• Input material:
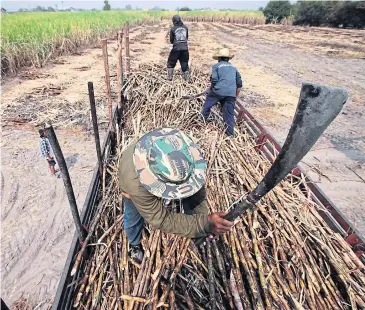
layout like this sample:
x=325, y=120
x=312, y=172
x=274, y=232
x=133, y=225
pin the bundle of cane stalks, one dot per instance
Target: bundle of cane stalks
x=282, y=256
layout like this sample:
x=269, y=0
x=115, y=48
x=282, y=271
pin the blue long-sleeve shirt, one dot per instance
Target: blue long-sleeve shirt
x=225, y=79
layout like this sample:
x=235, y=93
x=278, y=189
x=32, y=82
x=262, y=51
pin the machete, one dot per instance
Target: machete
x=318, y=106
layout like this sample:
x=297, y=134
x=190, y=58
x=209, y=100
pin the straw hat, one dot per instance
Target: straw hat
x=223, y=52
x=168, y=164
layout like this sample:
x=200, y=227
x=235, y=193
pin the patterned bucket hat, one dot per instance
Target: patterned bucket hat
x=168, y=164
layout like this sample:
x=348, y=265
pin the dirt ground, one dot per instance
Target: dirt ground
x=36, y=223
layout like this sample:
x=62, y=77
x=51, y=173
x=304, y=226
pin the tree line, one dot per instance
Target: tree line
x=347, y=14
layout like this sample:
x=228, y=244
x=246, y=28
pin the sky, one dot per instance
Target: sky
x=15, y=5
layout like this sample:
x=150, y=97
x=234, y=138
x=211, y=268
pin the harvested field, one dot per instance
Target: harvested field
x=282, y=256
x=37, y=226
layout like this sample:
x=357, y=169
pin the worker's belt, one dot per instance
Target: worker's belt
x=126, y=195
x=171, y=205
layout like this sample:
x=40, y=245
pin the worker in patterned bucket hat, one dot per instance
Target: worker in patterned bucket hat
x=162, y=171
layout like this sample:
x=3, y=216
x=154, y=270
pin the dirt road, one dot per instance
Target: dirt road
x=273, y=60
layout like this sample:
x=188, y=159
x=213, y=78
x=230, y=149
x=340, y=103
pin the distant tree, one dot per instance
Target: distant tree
x=330, y=13
x=107, y=6
x=314, y=13
x=185, y=8
x=348, y=14
x=277, y=10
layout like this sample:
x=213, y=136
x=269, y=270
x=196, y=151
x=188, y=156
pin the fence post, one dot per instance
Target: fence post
x=120, y=71
x=104, y=47
x=94, y=119
x=127, y=54
x=51, y=135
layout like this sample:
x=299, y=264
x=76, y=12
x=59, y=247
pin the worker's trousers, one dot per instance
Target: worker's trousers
x=181, y=56
x=228, y=104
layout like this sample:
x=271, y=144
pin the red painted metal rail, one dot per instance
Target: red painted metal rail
x=267, y=145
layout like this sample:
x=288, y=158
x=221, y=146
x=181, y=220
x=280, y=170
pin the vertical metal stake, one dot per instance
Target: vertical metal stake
x=120, y=69
x=95, y=127
x=104, y=47
x=51, y=135
x=127, y=54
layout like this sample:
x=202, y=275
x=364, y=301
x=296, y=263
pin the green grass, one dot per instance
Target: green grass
x=33, y=38
x=29, y=38
x=224, y=13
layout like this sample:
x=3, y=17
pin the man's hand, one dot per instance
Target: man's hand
x=217, y=224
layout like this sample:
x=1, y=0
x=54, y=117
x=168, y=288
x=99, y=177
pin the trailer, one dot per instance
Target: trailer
x=267, y=147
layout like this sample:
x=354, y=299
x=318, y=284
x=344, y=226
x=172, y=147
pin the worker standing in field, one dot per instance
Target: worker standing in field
x=179, y=34
x=226, y=83
x=46, y=151
x=165, y=170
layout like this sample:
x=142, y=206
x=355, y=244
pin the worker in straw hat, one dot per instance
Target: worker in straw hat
x=162, y=172
x=226, y=83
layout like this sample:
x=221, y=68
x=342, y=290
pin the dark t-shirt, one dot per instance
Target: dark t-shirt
x=179, y=35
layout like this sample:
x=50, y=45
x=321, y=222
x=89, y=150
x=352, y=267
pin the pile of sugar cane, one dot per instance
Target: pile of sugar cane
x=283, y=256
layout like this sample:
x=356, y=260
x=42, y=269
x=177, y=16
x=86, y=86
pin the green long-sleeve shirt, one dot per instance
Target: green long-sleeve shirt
x=151, y=207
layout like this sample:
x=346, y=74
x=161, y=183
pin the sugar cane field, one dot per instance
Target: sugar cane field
x=274, y=60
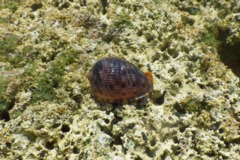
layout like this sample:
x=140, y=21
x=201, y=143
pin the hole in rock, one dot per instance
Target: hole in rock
x=50, y=145
x=65, y=128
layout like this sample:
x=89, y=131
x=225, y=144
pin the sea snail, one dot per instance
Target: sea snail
x=114, y=79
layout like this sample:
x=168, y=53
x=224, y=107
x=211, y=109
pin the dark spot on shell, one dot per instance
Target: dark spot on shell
x=117, y=80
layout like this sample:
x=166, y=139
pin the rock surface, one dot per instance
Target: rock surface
x=191, y=47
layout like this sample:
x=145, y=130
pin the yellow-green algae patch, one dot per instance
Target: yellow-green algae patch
x=46, y=108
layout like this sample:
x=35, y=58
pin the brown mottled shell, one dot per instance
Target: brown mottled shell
x=116, y=80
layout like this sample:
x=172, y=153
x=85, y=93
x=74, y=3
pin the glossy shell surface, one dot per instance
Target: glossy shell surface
x=116, y=80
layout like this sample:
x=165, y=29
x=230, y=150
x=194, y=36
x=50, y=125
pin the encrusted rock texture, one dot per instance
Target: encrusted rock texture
x=191, y=47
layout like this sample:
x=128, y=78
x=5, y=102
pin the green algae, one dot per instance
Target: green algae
x=10, y=4
x=44, y=84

• Prompt: Word for word, write out the whole listing, keeping none of the pictures.

• Response area:
layout like this sample:
x=325, y=120
x=312, y=172
x=274, y=232
x=133, y=225
pin the bundle of cane stalks, one dot per instance
Target: bundle of cane stalks
x=282, y=256
layout like this sample:
x=269, y=0
x=115, y=48
x=282, y=271
pin the blue long-sleeve shirt, one dot per instance
Target: blue long-sleeve shirt
x=225, y=79
layout like this sample:
x=235, y=93
x=278, y=189
x=32, y=82
x=262, y=51
pin the machete, one dot per instance
Target: machete
x=318, y=106
layout like this sample:
x=297, y=134
x=190, y=58
x=209, y=100
pin the straw hat, one dot per instance
Target: straw hat
x=223, y=52
x=168, y=164
layout like this sample:
x=200, y=227
x=235, y=193
pin the patterned bucket hat, one dot per instance
Target: patterned bucket hat
x=168, y=164
layout like this sample:
x=348, y=265
pin the dirt ground, one dot per instance
Target: dirt ground
x=36, y=223
layout like this sample:
x=62, y=77
x=51, y=173
x=304, y=226
pin the tree line, one dot per instance
Target: tree line
x=347, y=14
layout like this sample:
x=228, y=244
x=246, y=28
pin the sky, one dot per instance
Target: sky
x=15, y=5
layout like this sample:
x=150, y=97
x=234, y=138
x=211, y=268
pin the harvested field, one dot per instance
Target: harvested field
x=282, y=256
x=37, y=226
layout like this sample:
x=357, y=169
pin the worker's belt, one dot per instance
Target: worker's belt
x=126, y=195
x=171, y=205
layout like this sample:
x=40, y=245
pin the worker in patterned bucket hat, one dot per instance
Target: worker in patterned bucket hat
x=162, y=171
layout like this sample:
x=3, y=216
x=154, y=270
pin the dirt road, one dot per instance
Target: dirt road
x=273, y=60
layout like this sample:
x=188, y=159
x=213, y=78
x=230, y=149
x=340, y=103
pin the distant tree, one dot per instance
Target: distant tree
x=330, y=13
x=107, y=6
x=314, y=13
x=185, y=8
x=348, y=14
x=277, y=10
layout like this sample:
x=213, y=136
x=269, y=270
x=196, y=151
x=188, y=156
pin the fence post, one dot per instance
Target: fence post
x=120, y=71
x=104, y=47
x=94, y=119
x=127, y=54
x=51, y=135
layout like this sample:
x=299, y=264
x=76, y=12
x=59, y=247
pin the worker's trousers, one dot per instance
Target: worker's trousers
x=181, y=56
x=228, y=104
layout like this sample:
x=271, y=144
pin the red painted metal rail, one dot per instance
Target: red painted metal rail
x=267, y=145
layout like this sample:
x=288, y=158
x=221, y=146
x=181, y=220
x=280, y=170
pin the vertical metal stake, one dot per instance
Target: vertical metal stake
x=120, y=69
x=95, y=127
x=104, y=47
x=51, y=135
x=127, y=54
layout like this sample:
x=202, y=275
x=364, y=301
x=296, y=263
pin the green grass, one dot per instance
Target: green grass
x=33, y=38
x=29, y=38
x=224, y=13
layout like this sample:
x=3, y=17
pin the man's hand, one dot per instance
Target: man's hand
x=217, y=224
layout like this sample:
x=1, y=0
x=54, y=117
x=168, y=288
x=99, y=177
pin the trailer, one dot per instance
Target: trailer
x=267, y=147
layout like this sample:
x=354, y=299
x=318, y=284
x=344, y=226
x=172, y=147
pin the worker standing in field, one dot per instance
Target: worker standing in field
x=179, y=34
x=226, y=83
x=46, y=151
x=165, y=170
layout like this sample:
x=142, y=206
x=355, y=244
pin the worker in straw hat, one dot per instance
Target: worker in straw hat
x=162, y=172
x=226, y=83
layout like this sample:
x=221, y=68
x=342, y=290
pin the dark t-shirt, one dot per instance
Target: dark t-shirt
x=179, y=35
layout like this sample:
x=50, y=45
x=321, y=222
x=89, y=150
x=352, y=267
pin the pile of sugar cane, one dot per instance
Target: pile of sugar cane
x=283, y=256
layout like this sample:
x=356, y=260
x=42, y=269
x=177, y=16
x=86, y=86
pin the green long-sleeve shirt, one dot per instance
Target: green long-sleeve shirt
x=151, y=207
layout like this sample:
x=346, y=74
x=161, y=183
pin the sugar cane field, one dot per instance
Target: sugar cane field
x=274, y=60
layout like this sample:
x=140, y=21
x=201, y=143
pin the hole in rock, one dot per instance
Target: hole in rock
x=50, y=145
x=65, y=128
layout like this sample:
x=89, y=131
x=225, y=144
pin the sea snail, one dot per instance
Target: sea snail
x=114, y=79
layout like this sample:
x=168, y=53
x=224, y=107
x=211, y=109
pin the dark spot on shell, one dot per instance
Target: dark spot on shell
x=117, y=80
layout like this sample:
x=166, y=139
pin the rock surface, one dot per instance
Target: rock surface
x=191, y=47
layout like this sample:
x=145, y=130
pin the yellow-green algae patch, one dot per instance
Target: yellow-green algae patch
x=46, y=108
layout like this sample:
x=35, y=58
pin the brown mottled shell, one dot per instance
Target: brown mottled shell
x=116, y=80
layout like this sample:
x=172, y=153
x=85, y=93
x=74, y=3
pin the glossy shell surface, one dot per instance
Target: glossy shell surface
x=116, y=80
layout like this sample:
x=165, y=29
x=230, y=150
x=194, y=36
x=50, y=125
pin the encrusted rock texture, one dot per instance
Target: encrusted rock texture
x=191, y=47
layout like this sample:
x=128, y=78
x=5, y=102
pin the green algae, one dot per instance
Target: green algae
x=10, y=4
x=44, y=84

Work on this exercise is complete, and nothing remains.